*REQUEST 1:*
Answer these questions using the projector build thread.
(a) On the Courui, how can the distance between the die and the lens be fine-tuned?
(b) About how many lenses has the writer bought since the first one?
(c) Around what resistance should the driver have now?
*REQUEST 2:* Reproduce the section of the projector build thread that opens with the words containing "It’s definitely a" and closes with "for another lens.".
*REQUEST 3:*
Using the projector build thread, decide whether each statement agrees with it. Answer yes or no, and quote the words that decide it.
(a) The writer remembers exactly where the first lens came from.
(b) A second fet was added in parallel on the driver.
(c) The Vishay fets worked well with the op-amp output.

Courui "Even Bigger Head" D01 Projector: 113mm Lens , Luminus SBT-70 @ 13.5Amps *Build Stage*

Oh you have an sbt-70 aspheric? Cool. :slight_smile:
What kind of lens did you use in your one?

It’s definitely a small spot, but don’t quote me on the exact size just yet.
Don’t have the focus dialed in right for maximum throw yet, just did a quick test getting the die roughly in focus at that range.
So I suspect this isn’t ideal for longer ranges and that may have a knock on effect on the close range spot size as well.

The Courui is actually a great host for dialing in focus, since you can fine tune the distance between the die and the lens just by unscrewing the “head” a little bit to verify if you’ve got it right.

I don’t recall exactly where I got the lens from. It was the first lens I ever bought, I was using it in a different light previously. I have bought about 3-4 lens’ since then but they were all rubbish so I’ve given up looking for another lens.

After posting that last post I was laying in bed and i thought ‘why didn’t I compare the deft-x?’ Oh well, I can do that tonight maybe.

Here’s the link to the aspheric sbt-70 I did.

I’d be interested in hearing a spot size description for the deft-x as well.

Good news and not so good news.

The good…

Driver is finished and working great, I dug through my parts box and switched to a different fet with a lower Rdson and added a second one in parallel to reduce that resistance even further. Should be around 2.5mOhm now. My lowest resistance fets, some vishay ones, unfortunately didn’t play nice with the op-amp output. They were the first that didn’t work and produced some nasty oscillations that totally killed the mode range.

*GIVEN DATA:*
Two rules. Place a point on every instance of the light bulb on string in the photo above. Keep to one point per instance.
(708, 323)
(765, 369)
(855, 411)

*COMPLETE RESPONSE 1:*
(a) By unscrewing the "head" a little bit.
(b) About 3-4.
(c) Around 2.5mOhm.

*COMPLETE RESPONSE 2:*
It’s definitely a small spot, but don’t quote me on the exact size just yet.
Don’t have the focus dialed in right for maximum throw yet, just did a quick test getting the die roughly in focus at that range.
So I suspect this isn’t ideal for longer ranges and that may have a knock on effect on the close range spot size as well.

The Courui is actually a great host for dialing in focus, since you can fine tune the distance between the die and the lens just by unscrewing the “head” a little bit to verify if you’ve got it right.

I don’t recall exactly where I got the lens from. It was the first lens I ever bought, I was using it in a different light previously. I have bought about 3-4 lens’ since then but they were all rubbish so I’ve given up looking for another lens.

*COMPLETE RESPONSE 3:*
(a) No: "I don’t recall exactly where I got the lens from."
(b) Yes: "added a second one in parallel to reduce that resistance even further"
(c) No: "unfortunately didn’t play nice with the op-amp output"